こども歳時記
〜絵本フォーラム第45号(2006年03.10)より〜
「初めての……」の季節ですね
 この季節は入園、入学など、新しい生活がスタートする時期でもあります。
 かくいう私も、この春より幼稚園に入園する娘を持つ母親です。初めての集団生活を前に、その小さな胸の中では楽しみと不安が入り交じっていることでしょう。
 小さな子どもはまだ経験も浅いため、初めての体験にはどうしても緊張してしまいます。そういう場面は入園などの大きな環境変化に限らず、ふだんの生活にもたくさんあるんですよ。バスや電車に乗る前、動物園に行く前、お買い物に行く前、病院に行く前……。そんなときにも絵本は大活躍。次の一歩を楽しむための心の準備をしてくれます。

## データ抜粋
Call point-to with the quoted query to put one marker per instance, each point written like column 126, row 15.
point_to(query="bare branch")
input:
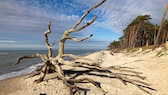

## あなたの課題
a) 「こども歳時記」の文章によると、小さな子どもが初めての体験で緊張してしまうのはなぜですか。1〜3文で説明してください。
b) 「こども歳時記」の文章のうち、「小さな子どもはまだ経験も浅い」から「めの心の準備をしてくれます。」までを、両端を含めて一字一句そのまま出力してください。
答えるときは行の内容に頼らず、「こども歳時記」の文章だけを根拠にしてください。

## 課題ごとの解答
a) 小さな子どもはまだ経験が浅いからです。そのため、初めての体験にはどうしても緊張してしまうと書かれています。

b)
小さな子どもはまだ経験も浅いため、初めての体験にはどうしても緊張してしまいます。そういう場面は入園などの大きな環境変化に限らず、ふだんの生活にもたくさんあるんですよ。バスや電車に乗る前、動物園に行く前、お買い物に行く前、病院に行く前……。そんなときにも絵本は大活躍。次の一歩を楽しむための心の準備をしてくれます。